Prompt –
Transcribe every line exactly. Leave the pictures behind.
[Begin Provided entries]
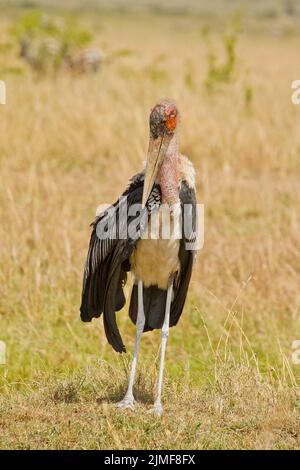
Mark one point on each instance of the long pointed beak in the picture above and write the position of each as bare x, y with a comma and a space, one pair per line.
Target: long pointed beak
156, 153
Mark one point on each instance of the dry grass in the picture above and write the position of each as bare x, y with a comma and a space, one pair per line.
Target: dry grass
68, 144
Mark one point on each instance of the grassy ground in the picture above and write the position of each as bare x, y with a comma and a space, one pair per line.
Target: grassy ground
68, 144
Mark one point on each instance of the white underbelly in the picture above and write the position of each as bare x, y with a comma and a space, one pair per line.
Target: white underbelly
155, 259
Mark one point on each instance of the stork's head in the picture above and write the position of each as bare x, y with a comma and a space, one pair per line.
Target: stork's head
164, 119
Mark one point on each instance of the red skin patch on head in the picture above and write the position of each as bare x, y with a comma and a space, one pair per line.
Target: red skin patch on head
171, 115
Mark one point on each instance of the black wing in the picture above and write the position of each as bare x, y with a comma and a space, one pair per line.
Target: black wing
155, 298
108, 262
187, 250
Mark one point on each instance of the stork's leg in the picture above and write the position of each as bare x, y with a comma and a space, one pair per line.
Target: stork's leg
158, 409
128, 400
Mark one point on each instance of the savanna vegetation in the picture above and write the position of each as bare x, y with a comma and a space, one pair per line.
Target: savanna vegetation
70, 142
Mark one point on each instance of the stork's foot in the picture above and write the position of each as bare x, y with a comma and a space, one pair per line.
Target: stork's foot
157, 409
126, 403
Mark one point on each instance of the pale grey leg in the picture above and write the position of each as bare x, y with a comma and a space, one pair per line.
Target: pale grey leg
158, 409
128, 400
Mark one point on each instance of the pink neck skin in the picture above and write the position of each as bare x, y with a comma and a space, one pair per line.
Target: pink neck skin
169, 174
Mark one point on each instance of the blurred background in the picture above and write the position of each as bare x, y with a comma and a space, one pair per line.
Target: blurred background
81, 78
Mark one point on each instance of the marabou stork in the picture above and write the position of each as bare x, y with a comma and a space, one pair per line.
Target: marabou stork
161, 266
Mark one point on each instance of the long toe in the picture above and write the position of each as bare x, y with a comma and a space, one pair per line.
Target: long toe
126, 403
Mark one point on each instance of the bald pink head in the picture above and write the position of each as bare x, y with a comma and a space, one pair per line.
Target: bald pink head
164, 118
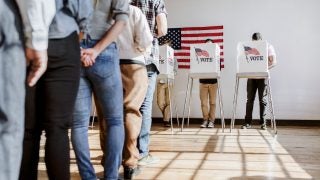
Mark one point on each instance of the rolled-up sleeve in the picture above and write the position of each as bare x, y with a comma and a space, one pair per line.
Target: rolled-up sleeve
160, 7
37, 16
120, 10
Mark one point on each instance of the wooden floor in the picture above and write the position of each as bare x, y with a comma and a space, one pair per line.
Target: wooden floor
211, 154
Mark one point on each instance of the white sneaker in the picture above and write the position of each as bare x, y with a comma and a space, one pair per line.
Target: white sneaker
147, 160
210, 124
204, 124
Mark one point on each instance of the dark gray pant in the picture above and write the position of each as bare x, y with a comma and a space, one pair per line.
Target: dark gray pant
252, 86
12, 90
49, 107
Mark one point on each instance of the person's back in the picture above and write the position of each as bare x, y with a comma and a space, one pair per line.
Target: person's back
155, 12
50, 103
135, 39
254, 85
133, 42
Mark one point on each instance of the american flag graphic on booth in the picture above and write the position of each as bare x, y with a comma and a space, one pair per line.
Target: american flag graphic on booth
201, 52
253, 51
181, 38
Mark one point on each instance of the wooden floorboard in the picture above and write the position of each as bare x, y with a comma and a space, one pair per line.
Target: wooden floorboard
202, 154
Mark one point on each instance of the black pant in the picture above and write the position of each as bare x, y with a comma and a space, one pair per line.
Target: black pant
49, 107
252, 86
12, 90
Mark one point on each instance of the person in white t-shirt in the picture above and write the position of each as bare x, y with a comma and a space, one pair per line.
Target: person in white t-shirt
258, 84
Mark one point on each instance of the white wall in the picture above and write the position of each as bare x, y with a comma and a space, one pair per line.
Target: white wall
291, 26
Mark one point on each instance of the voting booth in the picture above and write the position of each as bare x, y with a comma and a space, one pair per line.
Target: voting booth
252, 62
252, 57
166, 68
204, 64
166, 61
204, 58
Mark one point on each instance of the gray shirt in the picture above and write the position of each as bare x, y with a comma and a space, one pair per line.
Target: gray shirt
73, 17
104, 15
37, 16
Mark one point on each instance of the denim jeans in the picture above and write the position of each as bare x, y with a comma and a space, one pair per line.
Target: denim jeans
12, 90
104, 80
146, 111
252, 86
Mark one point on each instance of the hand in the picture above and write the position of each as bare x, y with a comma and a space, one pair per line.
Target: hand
88, 56
37, 60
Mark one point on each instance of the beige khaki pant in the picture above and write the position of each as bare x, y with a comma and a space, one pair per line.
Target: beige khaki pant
135, 84
163, 99
208, 92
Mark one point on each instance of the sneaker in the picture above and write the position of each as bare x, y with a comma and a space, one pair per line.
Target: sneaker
210, 124
246, 126
147, 160
128, 172
166, 124
204, 124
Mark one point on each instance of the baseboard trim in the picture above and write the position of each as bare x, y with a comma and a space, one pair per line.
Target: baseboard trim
281, 122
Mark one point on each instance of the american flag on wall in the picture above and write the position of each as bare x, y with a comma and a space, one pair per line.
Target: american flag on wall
181, 38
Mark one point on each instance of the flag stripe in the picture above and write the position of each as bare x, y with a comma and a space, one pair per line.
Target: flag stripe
199, 41
202, 35
201, 28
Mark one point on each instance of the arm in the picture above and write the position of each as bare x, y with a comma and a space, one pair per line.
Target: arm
272, 60
37, 16
120, 11
142, 35
84, 10
89, 55
162, 24
161, 18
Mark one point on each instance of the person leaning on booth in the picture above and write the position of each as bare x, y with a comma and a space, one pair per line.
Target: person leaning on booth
208, 90
163, 98
258, 84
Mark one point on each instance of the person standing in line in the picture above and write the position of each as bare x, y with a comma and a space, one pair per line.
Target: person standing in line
100, 74
258, 84
208, 94
13, 45
133, 43
157, 19
49, 104
163, 98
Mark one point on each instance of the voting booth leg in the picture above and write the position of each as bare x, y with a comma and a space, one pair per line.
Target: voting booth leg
94, 113
273, 118
221, 106
185, 103
190, 98
170, 104
176, 110
235, 98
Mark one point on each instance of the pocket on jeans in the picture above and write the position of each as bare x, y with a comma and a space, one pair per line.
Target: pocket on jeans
104, 66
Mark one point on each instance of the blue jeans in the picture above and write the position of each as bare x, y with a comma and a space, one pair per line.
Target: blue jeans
146, 111
104, 80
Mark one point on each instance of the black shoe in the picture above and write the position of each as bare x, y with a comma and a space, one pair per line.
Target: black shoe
130, 172
166, 124
263, 126
246, 126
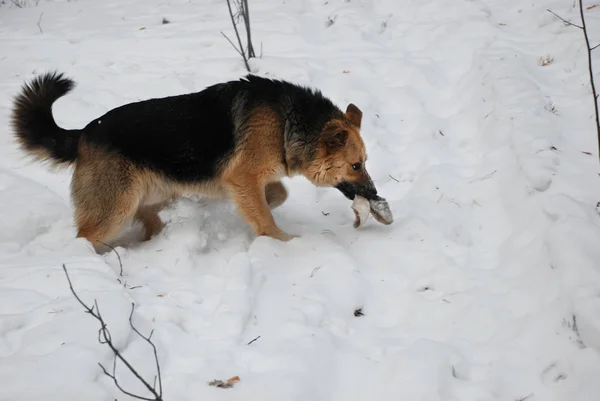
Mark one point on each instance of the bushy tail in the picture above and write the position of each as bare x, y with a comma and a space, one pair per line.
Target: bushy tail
34, 126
[End Provided entries]
Complete response –
Mark one point on each instance of the long pointed beak in the picture above and write the position of each as bare x, y with a comma and a space, one pair per line.
Target: long pointed beak
156, 153
Mark one point on each instance of the dry grass in the picture above and write the position of each as bare x, y with a comma and a space, one pair per line.
Target: dry grass
68, 144
Mark one point on each instance of the grassy ground in the picture above and write the position of each as bare x, y with a comma and a space, one pair per line.
Target: grassy ground
68, 144
Mark one point on each instance of the white underbelly in the picture above and write the position of each as bare x, y with a comma and a space, one pair per line.
Target: white underbelly
155, 259
Mark one point on each instance of the stork's head in the picture above and write the position of each as bare x, y with a comma and a space, one pair per line.
Target: stork's head
164, 119
Mark one point on each instance of the red skin patch on head in the picture above and write the position of each as bare x, y with a comma and a space, one pair per line.
Target: red skin patch on head
171, 115
Mark one point on each instance of the black wing in the picture above and write the position of each as bare x, y with a comma and a space, one pair per line.
Target: black wing
155, 298
108, 262
187, 250
Mark one point on each instance of the stork's leg in the picture above and write the position of each as bare x, y with a comma and a space, one pair per line.
Target: stork's leg
158, 409
128, 400
Mark one point on each instance of the savanna vegetation in the picture above and write the position of each as bare x, y with a comma and a space, one pair per line.
Target: savanna vegetation
70, 142
Mark one point on each instance of the stork's foot in the picture above and write the position of each as bare x, y with a comma and a space, one pair per line.
Target: stork's foot
157, 409
126, 403
Mark one point on each instance of the pale grey leg in the picture above and write the position of each as bare x, y with a comma and a space, one pair per line.
Target: pale grey leg
158, 409
128, 400
Mark one point on each instance of the pink neck skin in the picture above and write the position of each as bare x, y with a comma and a space, one pair per line.
Target: pink neck skin
169, 174
Mark one point on each instance of the blurred background in the picture above and write the position of each as bare x, y with a comma and a space, one pair per line.
Target: blurred background
81, 78
Mark one point on each instance of the marabou stork in the picture above and write the position of each as bare x, y with a comma and a space, one pair per line.
Target: marabou stork
161, 266
Mark one point on each instance of the long toe in the picture above and write the position of each as bare x, y with a comma and a space, one pair per line.
Target: long toe
126, 403
Mark one point on each instance of the bald pink head in the picture above and write the position of each as bare x, y with a comma and a space, one pair per line.
Target: bald pink head
164, 118
Mark one point on each instance of the rolled-up sleeve in the picture above and write the position of each as bare x, y with a comma and a space, one pair per line.
Target: rolled-up sleeve
160, 7
37, 16
120, 10
Mark one point on each instance of the wooden floor in the picture above and write the position of each as bare x, y with a comma and a space, one pair per line.
Target: wooden floor
211, 154
Mark one point on each instance of the white sneaker in the picture above and write the position of each as bare x, y with a comma and a space, one pair per line.
Target: white sneaker
147, 160
210, 124
204, 124
Mark one point on each instance of the dark gray pant in the picture above and write the position of each as bare x, y with a comma and a space, one pair per line.
Target: dark gray pant
252, 86
12, 90
49, 107
Mark one point on each instance of the person's back in the picture above and write the position of each as bare x, y with a comma and a space, one pair per line.
Target: person's back
155, 12
50, 103
135, 39
254, 85
133, 42
Mark one point on each instance of the american flag graphic on booth in the picture above and write the position of each as bare x, y with a comma and a space, one pair per line.
Target: american flag graphic on booth
201, 52
253, 51
181, 38
Mark one point on each instance of the wooden floorboard in the picture above and write the position of each as bare x, y with a comma and a space, one pair per line.
Target: wooden floorboard
202, 154
Mark one point on each instance of the black pant in the picture above and write the position of each as bare x, y with a comma and a space, one pair per line.
Target: black pant
49, 107
252, 86
12, 90
Mark one point on each instance of the person in white t-shirt in the picture above and write the position of each as bare x, y with a comma and a space, one pair per line.
Target: person in white t-shirt
258, 84
Mark one point on each instance of the white wall in the picture above and write the position of each as bare x, y with a comma and a space, one pair per line.
Target: white wall
291, 26
Mark one point on each instance of the voting booth in the picture above and write the position of each as bare x, y with a comma and a space, one pair per line.
Target: voting booth
252, 62
252, 57
166, 68
204, 64
166, 61
204, 58
Mark one point on each instance of the gray shirt in the picture above and write the position of each as bare x, y with a comma and a space, one pair per line.
Target: gray shirt
73, 17
104, 15
37, 16
Mark one point on each instance of the denim jeans in the picture above and write the position of each as bare x, y with a comma and a space, one pair per line.
Target: denim jeans
12, 90
104, 80
146, 111
252, 86
Mark one point on each instance of the hand in the picture above and write the position of each as bare x, y with a comma and a space, one pair per line.
Target: hand
88, 56
37, 60
Mark one point on each instance of the beige khaki pant in the picture above and write the position of each as bare x, y with a comma and a space, one pair per line.
Target: beige khaki pant
135, 84
163, 99
208, 92
Mark one point on each instance of the sneaker in the picture above and write the position of each as bare x, y with a comma and a space, one pair per line.
Target: sneaker
210, 124
246, 126
147, 160
128, 172
166, 124
204, 124
Mark one point on each instance of the baseboard trim in the picture above and write the position of each as bare x, y with a comma and a space, one pair per line.
Target: baseboard trim
281, 122
Mark one point on each instance of the american flag on wall in the picture above and write the position of each as bare x, y with a comma and a space, one pair per line.
Target: american flag on wall
181, 38
Mark one point on each instance of the flag stripe in the picture above and write the position of each as bare x, y with a comma and a space, one pair per line.
Target: flag stripe
199, 41
202, 35
201, 28
Mark one point on each instance of the arm in the picture above and write the position of each as bare x, y with a comma and a space, one pair per line.
Target: arm
272, 60
37, 16
120, 11
142, 35
84, 10
89, 55
162, 24
161, 18
Mark one point on each instance of the person leaning on booth in the picture above and write the position of each as bare x, y with a comma and a space, one pair per line.
Target: person leaning on booth
208, 90
163, 98
258, 84
Mark one point on each instance of the person standing in line in the picture above and write the position of each as bare x, y with a comma and a space, one pair per line.
Target: person standing in line
100, 74
258, 84
208, 94
13, 45
133, 43
157, 19
49, 104
163, 98
Mark one point on each instance of the voting booth leg in the picture above and write the position of each as bare x, y with a comma and a space, one pair per line.
Target: voting booth leg
94, 113
273, 118
221, 106
185, 103
190, 98
170, 104
176, 110
235, 98
Mark one point on each instance of the pocket on jeans in the picture above and write the position of each as bare x, y with a comma and a space, one pair per line.
Target: pocket on jeans
104, 66
Mark one point on each instance of the blue jeans in the picture above and write the position of each as bare x, y with a comma and a space, one pair per line.
Target: blue jeans
146, 111
104, 80
Mark one point on each instance of the black shoe in the picture above and write the position of each as bare x, y with a comma and a space, one pair per line.
Target: black shoe
130, 172
166, 124
263, 126
246, 126
Mark one point on each instance of the bushy tail in the picture above and write the position of each as bare x, y with a comma and a space, one pair per line.
Target: bushy tail
34, 126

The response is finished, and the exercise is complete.